# AUFGABE A
Schreiben Sie aus dem Text über die Befreiung von Dachau den Teil ab, der mit „Wir fragten einen“ beginnt und bis „Wachen verurteilt wurden.“ reicht.

# TEXTABSCHNITT
32.000 Häftlinge, mehr tot als lebendig, empfingen die GIs in Dachau. Leichen lagen im ganzen Lager verstreut. Den GIs der Rainbow Division blieben nur wenige Stunden, bevor sie weitermarschierten. Ihnen folgte eine Panzerdivision, die 20th Armored Division.
Die „Liberators“, also die Befreier, die wir in Dachau zu den Feierlichkeiten des 70. Jahrestag antrafen, berichteten uns, dass sie zuerst versucht hatten, die halb-verhungerten Menschen mit ihren Notrationen zu füttern. Doch die ausgemergelten Menschen vertrugen keine feste Nahrung und starben vor ihren Augen. Schnell wurde medizinisch geschultes Personal gebracht, das die Überlebenden gesund pflegte.
Wir fragten einen der heute über 90 Jahre alten „Liberators“, was sie mit den gefangenen KZ-Wächtern der Nazis in Dachau machten. Seine Antwort: „We didn’t make many prisoners“ - „Wir haben nicht viele Gefangenen gemacht.“ Viele der Wachen versuchten, sich unter den KZ-Gefangenen zu verstecken oder in den umliegenden Wäldern. Sie wurden von den US-Soldaten an die Wand gestellt und mit einem Maschinengewehr erschossen (Dachau-Massaker) oder von ehemaligen Gefangenen aufgespürt und oft auf der Stelle erschlagen. Noch im gleichen Jahr fanden die ersten Prozesse in Dachau statt, in denen die überlebenden Wachen verurteilt wurden.

Gespeicherte Daten:

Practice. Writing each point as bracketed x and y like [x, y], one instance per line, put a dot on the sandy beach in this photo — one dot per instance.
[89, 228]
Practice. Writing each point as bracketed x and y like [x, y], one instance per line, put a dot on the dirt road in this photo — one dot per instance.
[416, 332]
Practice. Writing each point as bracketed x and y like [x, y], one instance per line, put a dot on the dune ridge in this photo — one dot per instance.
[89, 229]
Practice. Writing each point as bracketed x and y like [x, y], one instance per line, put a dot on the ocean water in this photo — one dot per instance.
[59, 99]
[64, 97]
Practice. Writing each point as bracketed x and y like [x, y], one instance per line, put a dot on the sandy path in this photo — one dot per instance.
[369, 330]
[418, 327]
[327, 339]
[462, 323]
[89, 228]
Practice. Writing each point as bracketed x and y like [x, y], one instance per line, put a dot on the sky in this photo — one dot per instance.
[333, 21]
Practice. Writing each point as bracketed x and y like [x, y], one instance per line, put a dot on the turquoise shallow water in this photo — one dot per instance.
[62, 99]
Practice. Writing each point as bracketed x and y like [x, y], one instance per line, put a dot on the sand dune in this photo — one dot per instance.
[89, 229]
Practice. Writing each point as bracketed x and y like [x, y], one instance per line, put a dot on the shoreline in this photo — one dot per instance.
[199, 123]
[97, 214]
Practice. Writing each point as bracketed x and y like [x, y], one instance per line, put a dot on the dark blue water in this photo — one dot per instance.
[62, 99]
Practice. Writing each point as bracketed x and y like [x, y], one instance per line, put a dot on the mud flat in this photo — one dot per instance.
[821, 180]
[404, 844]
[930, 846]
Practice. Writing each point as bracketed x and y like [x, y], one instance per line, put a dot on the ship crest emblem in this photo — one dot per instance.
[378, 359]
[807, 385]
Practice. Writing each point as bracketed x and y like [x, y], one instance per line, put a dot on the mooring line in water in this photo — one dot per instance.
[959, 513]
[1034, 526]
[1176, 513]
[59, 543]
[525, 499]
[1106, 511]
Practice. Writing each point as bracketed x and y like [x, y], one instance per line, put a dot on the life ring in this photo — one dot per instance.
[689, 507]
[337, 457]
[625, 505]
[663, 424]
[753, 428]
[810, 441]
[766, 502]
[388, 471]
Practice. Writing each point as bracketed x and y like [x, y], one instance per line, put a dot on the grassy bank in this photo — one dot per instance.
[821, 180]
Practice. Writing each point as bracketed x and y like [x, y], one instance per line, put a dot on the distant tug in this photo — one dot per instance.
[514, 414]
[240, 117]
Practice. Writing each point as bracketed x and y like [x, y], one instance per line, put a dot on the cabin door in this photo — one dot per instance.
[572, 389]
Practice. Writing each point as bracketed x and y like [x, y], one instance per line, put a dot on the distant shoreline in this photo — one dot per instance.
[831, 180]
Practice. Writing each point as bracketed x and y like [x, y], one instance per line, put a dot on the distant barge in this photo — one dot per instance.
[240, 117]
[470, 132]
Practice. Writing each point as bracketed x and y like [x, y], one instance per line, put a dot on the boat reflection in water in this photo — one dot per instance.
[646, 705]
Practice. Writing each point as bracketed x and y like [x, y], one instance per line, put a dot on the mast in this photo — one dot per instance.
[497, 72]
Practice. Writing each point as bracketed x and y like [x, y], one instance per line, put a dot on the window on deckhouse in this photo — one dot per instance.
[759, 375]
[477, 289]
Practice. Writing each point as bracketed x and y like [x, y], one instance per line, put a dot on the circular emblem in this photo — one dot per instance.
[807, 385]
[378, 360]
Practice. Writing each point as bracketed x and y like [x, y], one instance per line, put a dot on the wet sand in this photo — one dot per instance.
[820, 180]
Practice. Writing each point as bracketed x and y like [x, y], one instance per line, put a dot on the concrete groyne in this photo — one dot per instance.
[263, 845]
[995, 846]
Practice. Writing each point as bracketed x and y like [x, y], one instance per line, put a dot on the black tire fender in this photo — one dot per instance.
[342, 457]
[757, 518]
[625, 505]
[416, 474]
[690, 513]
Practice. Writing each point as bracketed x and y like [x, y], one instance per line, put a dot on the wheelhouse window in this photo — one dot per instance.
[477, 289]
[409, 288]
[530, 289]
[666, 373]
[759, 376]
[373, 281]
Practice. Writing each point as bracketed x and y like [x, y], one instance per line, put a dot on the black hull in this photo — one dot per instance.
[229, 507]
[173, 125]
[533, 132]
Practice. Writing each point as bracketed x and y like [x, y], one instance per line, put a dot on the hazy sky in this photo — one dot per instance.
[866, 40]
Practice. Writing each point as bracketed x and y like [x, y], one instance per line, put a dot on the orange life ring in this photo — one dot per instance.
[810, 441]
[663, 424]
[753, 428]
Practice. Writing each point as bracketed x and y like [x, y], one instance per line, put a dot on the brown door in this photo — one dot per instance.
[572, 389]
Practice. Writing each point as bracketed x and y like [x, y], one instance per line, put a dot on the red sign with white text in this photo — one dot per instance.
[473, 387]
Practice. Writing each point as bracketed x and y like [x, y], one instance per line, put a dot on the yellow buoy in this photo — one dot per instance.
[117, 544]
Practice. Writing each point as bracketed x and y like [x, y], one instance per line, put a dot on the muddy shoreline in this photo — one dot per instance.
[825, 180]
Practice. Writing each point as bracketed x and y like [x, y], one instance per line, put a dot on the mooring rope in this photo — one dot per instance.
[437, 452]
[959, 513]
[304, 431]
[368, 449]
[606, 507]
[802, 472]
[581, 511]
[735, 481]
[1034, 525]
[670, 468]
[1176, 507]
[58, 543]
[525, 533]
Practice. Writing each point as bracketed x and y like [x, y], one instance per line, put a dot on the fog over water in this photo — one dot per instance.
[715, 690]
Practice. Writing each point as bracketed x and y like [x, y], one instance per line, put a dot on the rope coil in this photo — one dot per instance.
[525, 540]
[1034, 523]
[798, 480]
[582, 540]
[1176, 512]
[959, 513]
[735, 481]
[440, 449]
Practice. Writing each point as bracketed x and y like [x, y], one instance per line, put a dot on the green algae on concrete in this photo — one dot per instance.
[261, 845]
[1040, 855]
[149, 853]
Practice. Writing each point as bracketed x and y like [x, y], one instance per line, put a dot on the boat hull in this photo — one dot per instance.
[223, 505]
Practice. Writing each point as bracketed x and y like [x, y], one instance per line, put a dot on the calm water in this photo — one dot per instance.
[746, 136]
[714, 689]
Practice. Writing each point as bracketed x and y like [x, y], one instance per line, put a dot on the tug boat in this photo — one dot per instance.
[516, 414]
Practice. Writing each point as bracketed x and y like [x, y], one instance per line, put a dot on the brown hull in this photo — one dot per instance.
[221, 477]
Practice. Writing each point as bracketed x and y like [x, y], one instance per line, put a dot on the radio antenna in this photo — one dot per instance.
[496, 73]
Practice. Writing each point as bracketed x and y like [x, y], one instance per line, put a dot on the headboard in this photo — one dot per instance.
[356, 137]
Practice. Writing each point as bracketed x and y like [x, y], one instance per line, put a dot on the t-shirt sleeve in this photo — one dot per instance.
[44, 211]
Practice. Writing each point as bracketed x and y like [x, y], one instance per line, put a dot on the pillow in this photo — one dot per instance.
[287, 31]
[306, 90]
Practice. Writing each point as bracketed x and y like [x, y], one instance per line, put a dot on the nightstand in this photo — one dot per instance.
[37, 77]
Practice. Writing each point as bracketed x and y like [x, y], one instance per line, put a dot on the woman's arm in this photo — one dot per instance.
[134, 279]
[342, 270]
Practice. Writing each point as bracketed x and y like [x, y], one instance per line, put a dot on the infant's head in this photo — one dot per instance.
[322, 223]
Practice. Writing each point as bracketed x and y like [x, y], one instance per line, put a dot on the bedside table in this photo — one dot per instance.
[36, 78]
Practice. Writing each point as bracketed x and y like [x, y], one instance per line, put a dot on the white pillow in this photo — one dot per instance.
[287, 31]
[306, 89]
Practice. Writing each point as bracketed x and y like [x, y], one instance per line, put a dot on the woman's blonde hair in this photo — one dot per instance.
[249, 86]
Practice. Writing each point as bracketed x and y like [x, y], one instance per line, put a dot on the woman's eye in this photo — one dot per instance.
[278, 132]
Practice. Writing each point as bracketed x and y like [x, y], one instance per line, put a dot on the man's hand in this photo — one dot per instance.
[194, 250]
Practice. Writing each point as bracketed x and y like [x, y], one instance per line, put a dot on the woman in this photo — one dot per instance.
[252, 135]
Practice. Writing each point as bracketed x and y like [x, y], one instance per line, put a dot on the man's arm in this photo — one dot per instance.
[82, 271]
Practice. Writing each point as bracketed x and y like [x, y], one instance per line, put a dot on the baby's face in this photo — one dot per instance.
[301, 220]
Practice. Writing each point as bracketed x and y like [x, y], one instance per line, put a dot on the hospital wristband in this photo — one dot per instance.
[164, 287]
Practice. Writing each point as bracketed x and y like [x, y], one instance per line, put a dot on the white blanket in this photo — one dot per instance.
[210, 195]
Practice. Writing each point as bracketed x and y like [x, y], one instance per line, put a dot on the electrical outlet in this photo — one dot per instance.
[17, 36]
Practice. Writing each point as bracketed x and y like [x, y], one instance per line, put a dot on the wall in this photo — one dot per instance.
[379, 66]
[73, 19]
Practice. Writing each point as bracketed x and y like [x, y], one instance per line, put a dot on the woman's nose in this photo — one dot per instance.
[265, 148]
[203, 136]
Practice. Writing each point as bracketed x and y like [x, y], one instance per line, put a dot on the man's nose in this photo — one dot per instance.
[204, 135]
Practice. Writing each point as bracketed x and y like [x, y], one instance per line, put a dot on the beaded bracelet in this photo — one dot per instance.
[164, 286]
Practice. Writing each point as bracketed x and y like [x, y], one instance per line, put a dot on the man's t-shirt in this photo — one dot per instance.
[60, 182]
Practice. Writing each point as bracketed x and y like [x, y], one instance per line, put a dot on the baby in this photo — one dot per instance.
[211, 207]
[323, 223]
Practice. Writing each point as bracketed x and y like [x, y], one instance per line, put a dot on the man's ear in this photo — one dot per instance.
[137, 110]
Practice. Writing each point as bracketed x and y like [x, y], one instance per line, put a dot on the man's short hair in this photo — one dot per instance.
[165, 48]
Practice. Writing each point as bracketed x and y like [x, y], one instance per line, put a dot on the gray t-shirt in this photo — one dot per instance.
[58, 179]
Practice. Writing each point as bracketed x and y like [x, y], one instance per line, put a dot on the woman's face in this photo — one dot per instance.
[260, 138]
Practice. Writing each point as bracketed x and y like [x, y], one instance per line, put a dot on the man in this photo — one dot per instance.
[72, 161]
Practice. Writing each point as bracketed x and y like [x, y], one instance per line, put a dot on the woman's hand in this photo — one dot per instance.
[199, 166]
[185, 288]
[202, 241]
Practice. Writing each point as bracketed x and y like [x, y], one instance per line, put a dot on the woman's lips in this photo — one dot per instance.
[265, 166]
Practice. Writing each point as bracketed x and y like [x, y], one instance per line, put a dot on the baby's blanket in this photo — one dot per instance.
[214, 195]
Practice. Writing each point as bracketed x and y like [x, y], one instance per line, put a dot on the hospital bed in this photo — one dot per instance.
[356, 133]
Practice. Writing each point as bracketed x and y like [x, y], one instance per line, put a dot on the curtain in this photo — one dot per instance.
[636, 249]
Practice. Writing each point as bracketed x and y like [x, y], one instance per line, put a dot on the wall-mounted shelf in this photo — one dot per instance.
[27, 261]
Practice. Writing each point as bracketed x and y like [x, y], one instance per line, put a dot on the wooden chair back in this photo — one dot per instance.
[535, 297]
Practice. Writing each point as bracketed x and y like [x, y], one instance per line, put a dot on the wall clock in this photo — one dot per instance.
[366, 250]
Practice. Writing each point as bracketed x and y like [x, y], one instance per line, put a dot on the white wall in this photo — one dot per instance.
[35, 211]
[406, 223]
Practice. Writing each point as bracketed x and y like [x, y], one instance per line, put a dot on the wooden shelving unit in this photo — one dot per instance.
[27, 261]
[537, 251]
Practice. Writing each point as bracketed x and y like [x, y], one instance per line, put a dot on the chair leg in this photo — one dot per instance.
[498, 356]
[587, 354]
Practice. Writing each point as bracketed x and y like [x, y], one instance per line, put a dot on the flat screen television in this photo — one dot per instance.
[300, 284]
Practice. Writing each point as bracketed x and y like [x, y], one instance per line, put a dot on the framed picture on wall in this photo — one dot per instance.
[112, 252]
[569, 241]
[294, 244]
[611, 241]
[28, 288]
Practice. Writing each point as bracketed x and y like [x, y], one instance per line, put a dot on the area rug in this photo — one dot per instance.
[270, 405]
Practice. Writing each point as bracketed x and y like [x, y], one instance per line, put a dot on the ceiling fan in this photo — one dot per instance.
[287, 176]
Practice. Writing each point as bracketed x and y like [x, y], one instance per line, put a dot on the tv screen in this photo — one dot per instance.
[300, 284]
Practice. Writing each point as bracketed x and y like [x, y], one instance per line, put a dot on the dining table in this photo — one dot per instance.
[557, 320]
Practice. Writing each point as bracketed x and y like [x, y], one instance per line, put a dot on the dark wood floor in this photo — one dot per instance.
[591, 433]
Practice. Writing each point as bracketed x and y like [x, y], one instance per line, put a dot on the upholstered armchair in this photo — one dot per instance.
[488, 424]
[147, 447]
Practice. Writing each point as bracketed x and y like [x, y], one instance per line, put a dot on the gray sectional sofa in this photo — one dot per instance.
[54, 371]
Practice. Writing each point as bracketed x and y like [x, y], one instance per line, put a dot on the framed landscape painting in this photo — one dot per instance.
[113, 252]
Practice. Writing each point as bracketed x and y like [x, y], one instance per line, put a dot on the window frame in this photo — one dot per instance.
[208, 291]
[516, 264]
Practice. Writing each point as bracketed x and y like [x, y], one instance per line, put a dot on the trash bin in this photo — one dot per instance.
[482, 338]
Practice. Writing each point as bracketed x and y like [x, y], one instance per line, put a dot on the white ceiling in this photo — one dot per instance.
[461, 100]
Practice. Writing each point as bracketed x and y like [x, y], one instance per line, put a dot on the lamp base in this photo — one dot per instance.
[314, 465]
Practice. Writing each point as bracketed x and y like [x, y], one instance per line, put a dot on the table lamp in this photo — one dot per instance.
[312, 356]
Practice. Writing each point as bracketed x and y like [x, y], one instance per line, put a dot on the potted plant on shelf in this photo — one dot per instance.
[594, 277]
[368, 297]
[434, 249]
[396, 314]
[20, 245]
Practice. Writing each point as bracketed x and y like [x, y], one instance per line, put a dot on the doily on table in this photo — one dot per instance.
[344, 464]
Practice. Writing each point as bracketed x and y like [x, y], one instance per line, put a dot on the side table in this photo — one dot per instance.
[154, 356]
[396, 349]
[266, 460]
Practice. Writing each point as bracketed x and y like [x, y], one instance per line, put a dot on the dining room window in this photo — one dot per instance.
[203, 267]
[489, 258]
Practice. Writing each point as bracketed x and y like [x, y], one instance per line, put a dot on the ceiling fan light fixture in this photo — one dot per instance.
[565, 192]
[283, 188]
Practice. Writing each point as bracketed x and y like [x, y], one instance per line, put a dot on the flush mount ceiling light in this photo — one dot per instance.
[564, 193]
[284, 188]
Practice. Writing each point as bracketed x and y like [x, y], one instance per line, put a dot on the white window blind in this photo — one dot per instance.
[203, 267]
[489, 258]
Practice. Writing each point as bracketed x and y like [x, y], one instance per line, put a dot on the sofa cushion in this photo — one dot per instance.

# AUFGABE B
Geben Sie die Zeilen der Auflistung als nummerierte Liste ohne Leerzeilen wieder. Beginnen Sie mit der Zeile mit „on the flush“ und gehen Sie bis zum Ende der Auflistung.

# LÖSUNG A
Wir fragten einen der heute über 90 Jahre alten „Liberators“, was sie mit den gefangenen KZ-Wächtern der Nazis in Dachau machten. Seine Antwort: „We didn’t make many prisoners“ - „Wir haben nicht viele Gefangenen gemacht.“ Viele der Wachen versuchten, sich unter den KZ-Gefangenen zu verstecken oder in den umliegenden Wäldern. Sie wurden von den US-Soldaten an die Wand gestellt und mit einem Maschinengewehr erschossen (Dachau-Massaker) oder von ehemaligen Gefangenen aufgespürt und oft auf der Stelle erschlagen. Noch im gleichen Jahr fanden die ersten Prozesse in Dachau statt, in denen die überlebenden Wachen verurteilt wurden.

# LÖSUNG B
1. Practice. Writing each point as bracketed x and y like [x, y], one instance per line, put a dot on the flush mount ceiling light in this photo — one dot per instance.
2. [564, 193]
3. [284, 188]
4. Practice. Writing each point as bracketed x and y like [x, y], one instance per line, put a dot on the white window blind in this photo — one dot per instance.
5. [203, 267]
6. [489, 258]
7. Practice. Writing each point as bracketed x and y like [x, y], one instance per line, put a dot on the sofa cushion in this photo — one dot per instance.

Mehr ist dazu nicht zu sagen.